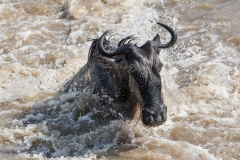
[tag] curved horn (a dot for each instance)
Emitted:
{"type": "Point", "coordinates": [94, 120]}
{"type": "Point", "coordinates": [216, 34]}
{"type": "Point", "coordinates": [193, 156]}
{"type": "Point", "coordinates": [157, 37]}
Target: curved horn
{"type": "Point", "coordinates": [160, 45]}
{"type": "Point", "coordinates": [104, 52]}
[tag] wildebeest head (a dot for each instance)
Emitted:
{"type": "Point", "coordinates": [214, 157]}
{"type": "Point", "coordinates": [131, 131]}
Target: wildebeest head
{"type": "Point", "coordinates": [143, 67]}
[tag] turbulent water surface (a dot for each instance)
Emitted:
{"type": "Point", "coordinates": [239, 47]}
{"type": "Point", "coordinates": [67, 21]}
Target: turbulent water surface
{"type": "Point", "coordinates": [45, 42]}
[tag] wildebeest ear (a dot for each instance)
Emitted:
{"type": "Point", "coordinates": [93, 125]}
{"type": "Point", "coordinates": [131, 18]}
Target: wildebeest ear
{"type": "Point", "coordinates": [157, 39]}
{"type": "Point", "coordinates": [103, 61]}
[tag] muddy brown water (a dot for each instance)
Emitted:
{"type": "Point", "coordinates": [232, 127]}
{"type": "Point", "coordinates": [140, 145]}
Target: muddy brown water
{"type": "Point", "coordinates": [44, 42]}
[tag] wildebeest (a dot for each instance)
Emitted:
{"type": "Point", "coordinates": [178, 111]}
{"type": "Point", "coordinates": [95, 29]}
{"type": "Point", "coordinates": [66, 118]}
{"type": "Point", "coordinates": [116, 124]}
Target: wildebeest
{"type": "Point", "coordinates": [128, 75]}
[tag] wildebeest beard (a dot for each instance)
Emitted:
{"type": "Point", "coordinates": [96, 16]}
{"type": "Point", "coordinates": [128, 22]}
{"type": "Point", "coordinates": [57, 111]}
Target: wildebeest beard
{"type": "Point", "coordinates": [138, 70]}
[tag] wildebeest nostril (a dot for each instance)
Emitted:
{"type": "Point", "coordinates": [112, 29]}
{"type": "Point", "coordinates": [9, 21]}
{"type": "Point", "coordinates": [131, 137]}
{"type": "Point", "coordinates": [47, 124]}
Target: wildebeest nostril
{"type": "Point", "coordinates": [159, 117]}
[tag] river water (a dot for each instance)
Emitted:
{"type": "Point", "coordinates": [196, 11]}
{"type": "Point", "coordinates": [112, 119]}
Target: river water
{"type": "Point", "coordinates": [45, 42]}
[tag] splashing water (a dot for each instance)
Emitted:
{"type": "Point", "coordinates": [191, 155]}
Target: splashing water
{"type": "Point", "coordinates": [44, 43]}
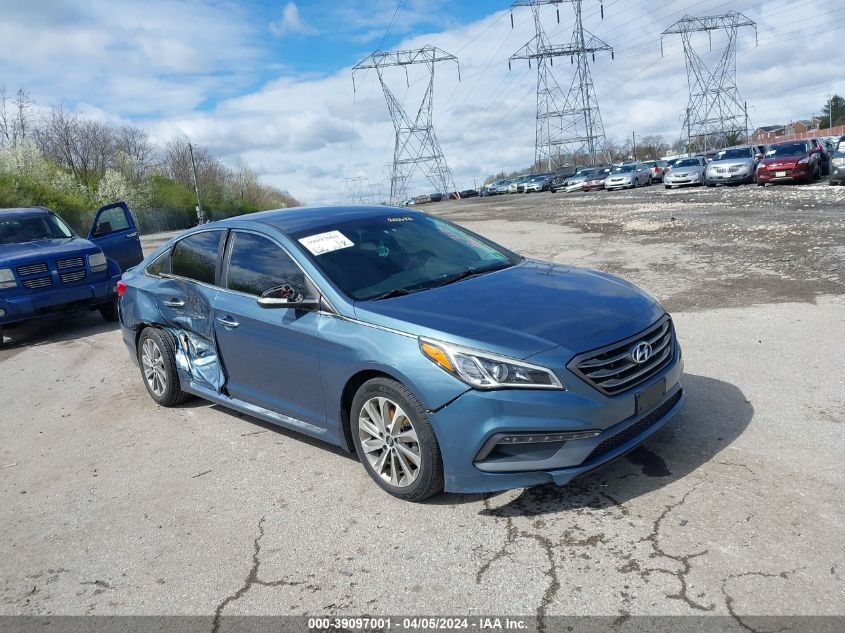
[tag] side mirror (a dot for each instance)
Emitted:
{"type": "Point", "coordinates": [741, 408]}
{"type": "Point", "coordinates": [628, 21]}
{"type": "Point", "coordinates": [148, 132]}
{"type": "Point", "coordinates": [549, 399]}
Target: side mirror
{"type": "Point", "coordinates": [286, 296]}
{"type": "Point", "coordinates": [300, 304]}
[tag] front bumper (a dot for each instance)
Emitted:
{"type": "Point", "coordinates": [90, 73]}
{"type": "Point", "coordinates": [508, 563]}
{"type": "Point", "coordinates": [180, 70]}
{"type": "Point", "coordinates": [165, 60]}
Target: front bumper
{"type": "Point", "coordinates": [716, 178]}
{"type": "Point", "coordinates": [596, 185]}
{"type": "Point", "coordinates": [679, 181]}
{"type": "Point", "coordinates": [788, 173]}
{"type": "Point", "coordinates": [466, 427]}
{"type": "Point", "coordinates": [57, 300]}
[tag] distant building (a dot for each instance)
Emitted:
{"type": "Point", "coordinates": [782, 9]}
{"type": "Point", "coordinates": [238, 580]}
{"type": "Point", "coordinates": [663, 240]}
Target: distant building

_WORK TO DO_.
Reproduce all of the entries above, switching every occurrence of "Target" to "Expected" and leaving everything else unchanged. Leave the pictures out of your answer.

_ANSWER TO THE EXERCISE_.
[tag] curved horn (a dot for each instance)
Emitted:
{"type": "Point", "coordinates": [94, 120]}
{"type": "Point", "coordinates": [216, 34]}
{"type": "Point", "coordinates": [193, 156]}
{"type": "Point", "coordinates": [157, 37]}
Expected: curved horn
{"type": "Point", "coordinates": [160, 45]}
{"type": "Point", "coordinates": [104, 52]}
[tag] wildebeest head (a dot for each instance)
Emitted:
{"type": "Point", "coordinates": [214, 157]}
{"type": "Point", "coordinates": [131, 131]}
Expected: wildebeest head
{"type": "Point", "coordinates": [143, 67]}
[tag] turbulent water surface (a dot for each instance)
Emitted:
{"type": "Point", "coordinates": [239, 47]}
{"type": "Point", "coordinates": [67, 21]}
Expected: turbulent water surface
{"type": "Point", "coordinates": [45, 42]}
[tag] wildebeest ear (a dot for each instance)
Emitted:
{"type": "Point", "coordinates": [93, 125]}
{"type": "Point", "coordinates": [131, 18]}
Expected: wildebeest ear
{"type": "Point", "coordinates": [157, 39]}
{"type": "Point", "coordinates": [103, 61]}
[tag] muddy brown water (a dot for each instance)
Emitted:
{"type": "Point", "coordinates": [232, 127]}
{"type": "Point", "coordinates": [140, 145]}
Expected: muddy brown water
{"type": "Point", "coordinates": [44, 42]}
[tag] wildebeest (a dot for each instance)
Emitted:
{"type": "Point", "coordinates": [178, 111]}
{"type": "Point", "coordinates": [95, 29]}
{"type": "Point", "coordinates": [66, 118]}
{"type": "Point", "coordinates": [116, 124]}
Expected: wildebeest
{"type": "Point", "coordinates": [128, 75]}
[tag] wildebeest beard (a dot for each instance)
Emitted:
{"type": "Point", "coordinates": [96, 16]}
{"type": "Point", "coordinates": [128, 22]}
{"type": "Point", "coordinates": [57, 111]}
Expected: wildebeest beard
{"type": "Point", "coordinates": [138, 70]}
[tag] wildebeest nostril (a dot for each instance)
Emitted:
{"type": "Point", "coordinates": [112, 29]}
{"type": "Point", "coordinates": [9, 21]}
{"type": "Point", "coordinates": [131, 137]}
{"type": "Point", "coordinates": [47, 124]}
Expected: wildebeest nostril
{"type": "Point", "coordinates": [159, 117]}
[tag] river water (a dot for each instance)
Emitted:
{"type": "Point", "coordinates": [196, 11]}
{"type": "Point", "coordinates": [112, 119]}
Expected: river water
{"type": "Point", "coordinates": [45, 42]}
[tag] splashing water (a dot for each instance)
Emitted:
{"type": "Point", "coordinates": [191, 155]}
Expected: splashing water
{"type": "Point", "coordinates": [44, 43]}
[tag] side mirror (a dot for each instance)
Emitted:
{"type": "Point", "coordinates": [741, 408]}
{"type": "Point", "coordinates": [628, 21]}
{"type": "Point", "coordinates": [148, 132]}
{"type": "Point", "coordinates": [549, 399]}
Expected: side mirror
{"type": "Point", "coordinates": [286, 296]}
{"type": "Point", "coordinates": [300, 304]}
[tag] front bumper (a dot for each instance)
Emitted:
{"type": "Point", "coordinates": [90, 73]}
{"type": "Point", "coordinates": [508, 563]}
{"type": "Point", "coordinates": [180, 70]}
{"type": "Point", "coordinates": [165, 60]}
Expected: front bumper
{"type": "Point", "coordinates": [716, 178]}
{"type": "Point", "coordinates": [596, 185]}
{"type": "Point", "coordinates": [679, 181]}
{"type": "Point", "coordinates": [788, 173]}
{"type": "Point", "coordinates": [466, 427]}
{"type": "Point", "coordinates": [57, 300]}
[tag] distant building (a dot for each instance)
Emitted:
{"type": "Point", "coordinates": [782, 9]}
{"type": "Point", "coordinates": [238, 580]}
{"type": "Point", "coordinates": [663, 240]}
Expected: distant building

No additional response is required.